Written instruction: Copy out every line of the material below without changing anything.

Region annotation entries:
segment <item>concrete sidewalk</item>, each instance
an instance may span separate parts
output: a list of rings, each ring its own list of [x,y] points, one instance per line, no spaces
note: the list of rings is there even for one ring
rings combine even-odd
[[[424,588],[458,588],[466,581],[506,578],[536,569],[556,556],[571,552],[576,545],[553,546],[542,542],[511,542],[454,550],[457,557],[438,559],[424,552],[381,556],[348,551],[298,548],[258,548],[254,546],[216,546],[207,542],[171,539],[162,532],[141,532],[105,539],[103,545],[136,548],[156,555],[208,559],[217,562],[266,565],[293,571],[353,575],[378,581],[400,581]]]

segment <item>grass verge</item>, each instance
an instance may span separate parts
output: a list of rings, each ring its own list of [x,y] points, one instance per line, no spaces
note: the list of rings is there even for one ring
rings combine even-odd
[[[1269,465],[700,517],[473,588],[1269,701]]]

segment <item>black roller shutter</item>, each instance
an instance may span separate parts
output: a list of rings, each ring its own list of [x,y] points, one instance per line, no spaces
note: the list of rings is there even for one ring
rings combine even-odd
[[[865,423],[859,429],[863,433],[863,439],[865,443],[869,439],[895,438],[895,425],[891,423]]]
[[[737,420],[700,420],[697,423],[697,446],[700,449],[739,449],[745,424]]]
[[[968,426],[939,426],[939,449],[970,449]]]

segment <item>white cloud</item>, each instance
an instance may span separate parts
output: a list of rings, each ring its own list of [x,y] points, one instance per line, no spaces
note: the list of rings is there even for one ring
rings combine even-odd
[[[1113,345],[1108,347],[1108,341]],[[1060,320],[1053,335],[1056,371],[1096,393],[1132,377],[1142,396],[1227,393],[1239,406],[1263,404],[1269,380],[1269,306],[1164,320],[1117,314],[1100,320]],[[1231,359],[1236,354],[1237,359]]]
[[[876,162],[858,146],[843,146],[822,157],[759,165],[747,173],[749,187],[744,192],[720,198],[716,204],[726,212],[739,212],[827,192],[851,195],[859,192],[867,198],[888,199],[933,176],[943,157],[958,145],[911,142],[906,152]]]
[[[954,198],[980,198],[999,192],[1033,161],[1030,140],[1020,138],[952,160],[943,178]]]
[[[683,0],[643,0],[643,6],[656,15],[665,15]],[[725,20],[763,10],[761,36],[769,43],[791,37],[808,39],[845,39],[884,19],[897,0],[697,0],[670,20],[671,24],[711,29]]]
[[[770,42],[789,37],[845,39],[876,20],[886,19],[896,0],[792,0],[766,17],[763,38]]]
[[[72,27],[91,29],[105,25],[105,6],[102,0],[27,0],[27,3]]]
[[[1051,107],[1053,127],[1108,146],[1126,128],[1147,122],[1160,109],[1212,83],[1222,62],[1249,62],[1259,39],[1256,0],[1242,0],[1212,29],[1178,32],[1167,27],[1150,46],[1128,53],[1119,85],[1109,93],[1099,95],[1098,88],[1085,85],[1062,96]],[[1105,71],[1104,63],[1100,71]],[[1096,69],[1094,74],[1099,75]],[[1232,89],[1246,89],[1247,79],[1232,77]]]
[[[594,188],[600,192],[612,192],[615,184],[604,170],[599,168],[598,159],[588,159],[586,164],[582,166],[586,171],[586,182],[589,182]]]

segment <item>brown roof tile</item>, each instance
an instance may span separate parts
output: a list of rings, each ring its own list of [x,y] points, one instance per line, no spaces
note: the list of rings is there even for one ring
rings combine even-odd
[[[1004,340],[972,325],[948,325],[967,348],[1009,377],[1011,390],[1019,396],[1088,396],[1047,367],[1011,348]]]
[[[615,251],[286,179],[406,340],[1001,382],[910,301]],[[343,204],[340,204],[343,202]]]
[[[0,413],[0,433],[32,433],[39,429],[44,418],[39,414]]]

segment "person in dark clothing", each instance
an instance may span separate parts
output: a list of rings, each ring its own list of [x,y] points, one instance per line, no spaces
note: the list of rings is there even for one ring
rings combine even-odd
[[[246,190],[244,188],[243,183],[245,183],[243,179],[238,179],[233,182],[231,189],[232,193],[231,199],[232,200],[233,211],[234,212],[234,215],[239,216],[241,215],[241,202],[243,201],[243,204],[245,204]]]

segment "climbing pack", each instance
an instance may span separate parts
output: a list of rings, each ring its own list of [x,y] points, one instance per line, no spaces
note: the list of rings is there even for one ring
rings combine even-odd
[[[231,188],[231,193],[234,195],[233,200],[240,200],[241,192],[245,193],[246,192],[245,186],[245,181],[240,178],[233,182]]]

Answer to the exercise:
segment <item>concrete sidewalk</item>, each instance
an instance may span separate parts
output: a list of rings, each ring its own list of [x,y] points, one instance per line, no spaces
note: the list of rings is there even for one ring
rings combine even-odd
[[[424,588],[458,588],[466,581],[506,578],[536,569],[556,556],[571,552],[576,545],[553,546],[542,542],[511,542],[454,550],[457,557],[438,559],[424,552],[381,556],[348,551],[298,548],[258,548],[254,546],[216,546],[207,542],[171,539],[162,532],[141,532],[105,539],[103,545],[136,548],[156,555],[208,559],[217,562],[266,565],[293,571],[353,575],[378,581],[400,581]]]

segment <item>grass verge</item>, each instance
an instance may span separate parts
output: a list of rings, each ring its own list of [x,y] points, one instance per line, no spaces
note: the list of rings is there even for one ring
rings combine even-odd
[[[1269,465],[700,517],[473,588],[1269,701]]]

segment <item>black roller shutter</item>, each instance
an instance may span separate parts
output: a list of rings, each ring its own list of [x,y] points, one instance per line, no spaces
note: the list of rings is there even for one ring
rings combine even-odd
[[[865,423],[859,429],[863,433],[863,439],[865,443],[869,439],[895,438],[895,425],[891,423]]]
[[[737,420],[700,420],[697,423],[697,446],[700,449],[739,449],[745,424]]]
[[[968,426],[939,426],[939,449],[970,449]]]

segment <item>white cloud</item>, each instance
an instance may span separate parts
output: a list of rings, each ring its own list of [x,y] points, one instance per line, no spaces
note: the list of rings is there even for one ring
rings combine even-odd
[[[1113,345],[1108,347],[1108,341]],[[1060,320],[1053,335],[1056,371],[1096,393],[1132,377],[1142,396],[1227,393],[1239,406],[1263,404],[1269,380],[1269,306],[1164,320],[1117,314],[1100,320]],[[1231,359],[1236,354],[1237,359]]]
[[[876,162],[858,146],[843,146],[822,157],[759,165],[747,173],[749,187],[744,192],[720,198],[716,204],[726,212],[739,212],[827,192],[851,195],[859,192],[867,198],[888,199],[933,176],[943,157],[958,145],[911,142],[906,152]]]
[[[954,198],[980,198],[999,192],[1033,161],[1030,140],[1020,138],[952,160],[943,178]]]
[[[683,0],[643,0],[643,6],[656,15],[665,15]],[[725,20],[763,10],[761,36],[769,43],[791,37],[808,39],[845,39],[884,19],[897,0],[697,0],[670,20],[671,24],[711,29]]]
[[[770,42],[789,37],[845,39],[876,20],[886,19],[896,0],[792,0],[766,17],[763,38]]]
[[[72,27],[91,29],[105,25],[105,6],[102,0],[27,0],[27,3]]]
[[[1051,107],[1053,127],[1108,146],[1126,128],[1147,122],[1160,109],[1212,83],[1222,62],[1249,62],[1259,39],[1256,0],[1242,0],[1212,29],[1178,32],[1167,27],[1150,46],[1128,53],[1119,85],[1109,93],[1099,95],[1098,88],[1085,85],[1062,96]],[[1105,71],[1104,63],[1100,71]],[[1096,69],[1094,74],[1099,75]],[[1232,89],[1246,89],[1247,79],[1232,77]]]
[[[594,188],[600,192],[612,192],[615,184],[604,170],[599,168],[598,159],[588,159],[586,164],[582,166],[586,171],[586,182],[589,182]]]

segment <item>brown roof tile</item>, each instance
an instance may span separate parts
output: a list of rings, each ring its own list of [x,y] points, one instance per line, no spaces
note: the list of rings is there even for one ring
rings combine even-odd
[[[1004,340],[972,325],[948,325],[967,348],[1009,377],[1011,390],[1019,396],[1088,396],[1047,367],[1011,348]]]
[[[615,251],[286,179],[406,340],[1001,382],[910,301]],[[343,204],[340,204],[343,202]]]
[[[0,413],[0,433],[32,433],[39,429],[44,418],[39,414]]]

segment "person in dark clothing", each instance
an instance may span separate parts
output: a list of rings, each ring its own list of [x,y] points, one instance per line, no spaces
note: the list of rings is there even for one ring
rings combine even-odd
[[[246,190],[244,188],[243,183],[245,183],[243,179],[238,179],[233,182],[231,189],[232,193],[231,199],[232,200],[233,211],[234,212],[234,215],[239,216],[241,215],[241,202],[243,201],[243,204],[245,204]]]

segment "climbing pack", each instance
an instance may span separate parts
output: a list of rings, each ring its own list of [x,y] points, one instance per line, no spaces
note: the list of rings is there even for one ring
rings combine even-odd
[[[231,188],[231,193],[234,195],[233,200],[240,200],[241,192],[245,193],[246,192],[245,186],[245,181],[240,178],[233,182]]]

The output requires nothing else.